• The problem: Copy all lines containing the string "sunglasses" from the records below.

• Supplied entries:
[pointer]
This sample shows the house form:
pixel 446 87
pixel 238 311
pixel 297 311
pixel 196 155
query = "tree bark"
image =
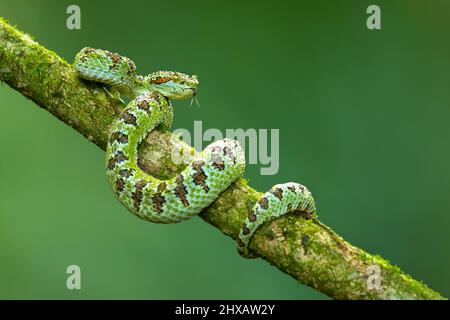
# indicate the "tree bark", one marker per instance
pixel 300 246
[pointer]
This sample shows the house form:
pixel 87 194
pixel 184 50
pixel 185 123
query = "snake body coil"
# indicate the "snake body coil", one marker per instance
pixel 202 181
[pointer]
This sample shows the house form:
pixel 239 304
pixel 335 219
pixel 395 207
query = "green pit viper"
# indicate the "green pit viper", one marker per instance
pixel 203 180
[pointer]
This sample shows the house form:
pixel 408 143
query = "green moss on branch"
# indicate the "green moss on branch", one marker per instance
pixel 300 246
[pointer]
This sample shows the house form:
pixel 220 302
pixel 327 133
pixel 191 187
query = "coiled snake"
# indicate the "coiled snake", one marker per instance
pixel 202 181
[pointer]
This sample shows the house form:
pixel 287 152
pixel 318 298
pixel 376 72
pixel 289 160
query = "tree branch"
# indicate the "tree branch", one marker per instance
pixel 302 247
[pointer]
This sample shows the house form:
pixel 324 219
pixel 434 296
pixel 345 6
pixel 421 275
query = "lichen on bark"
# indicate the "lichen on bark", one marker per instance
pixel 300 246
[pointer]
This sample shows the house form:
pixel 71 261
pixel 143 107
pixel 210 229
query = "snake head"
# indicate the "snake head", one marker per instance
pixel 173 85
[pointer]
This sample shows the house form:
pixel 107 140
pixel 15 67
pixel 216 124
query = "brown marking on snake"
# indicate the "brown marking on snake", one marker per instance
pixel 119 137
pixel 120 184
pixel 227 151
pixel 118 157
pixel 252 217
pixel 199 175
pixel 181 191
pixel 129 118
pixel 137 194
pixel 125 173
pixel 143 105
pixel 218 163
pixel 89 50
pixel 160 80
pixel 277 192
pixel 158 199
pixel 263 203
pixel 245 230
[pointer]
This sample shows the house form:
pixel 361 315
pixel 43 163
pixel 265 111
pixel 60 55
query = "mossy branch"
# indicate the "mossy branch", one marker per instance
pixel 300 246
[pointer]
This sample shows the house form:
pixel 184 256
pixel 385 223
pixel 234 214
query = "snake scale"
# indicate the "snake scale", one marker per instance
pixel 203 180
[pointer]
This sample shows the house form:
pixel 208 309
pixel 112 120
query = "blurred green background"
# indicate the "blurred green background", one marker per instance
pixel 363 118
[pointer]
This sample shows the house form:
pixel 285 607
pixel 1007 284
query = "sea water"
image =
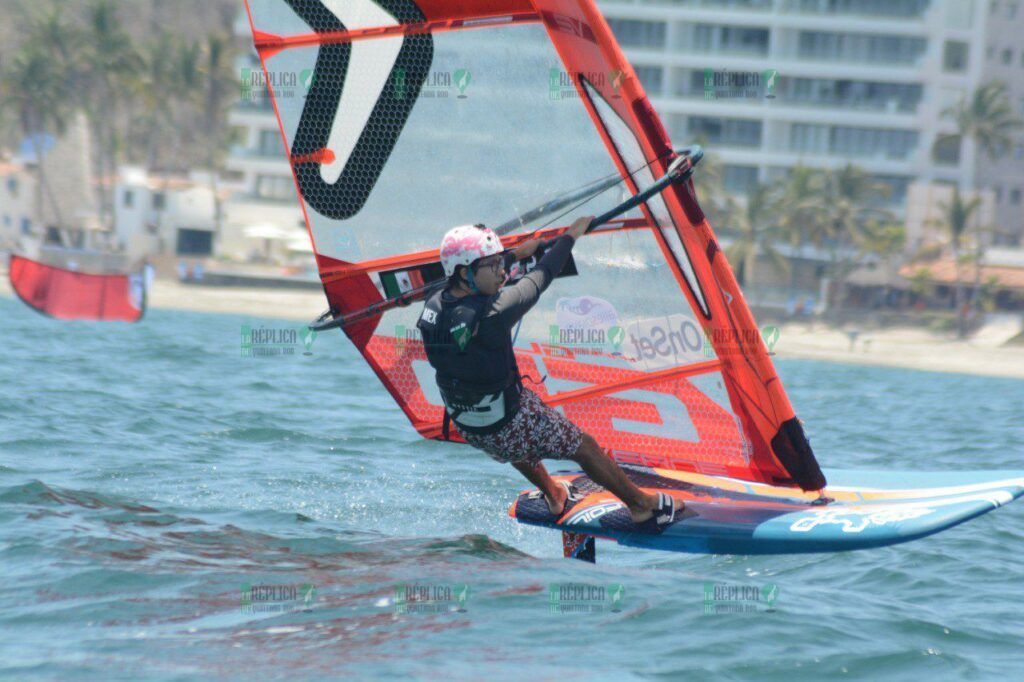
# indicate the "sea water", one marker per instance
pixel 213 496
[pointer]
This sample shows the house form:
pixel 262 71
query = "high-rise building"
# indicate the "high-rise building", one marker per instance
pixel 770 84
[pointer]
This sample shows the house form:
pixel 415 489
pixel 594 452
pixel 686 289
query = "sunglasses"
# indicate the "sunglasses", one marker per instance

• Task solution:
query = "sunglasses"
# indicate the "sunglasses", one marker per instance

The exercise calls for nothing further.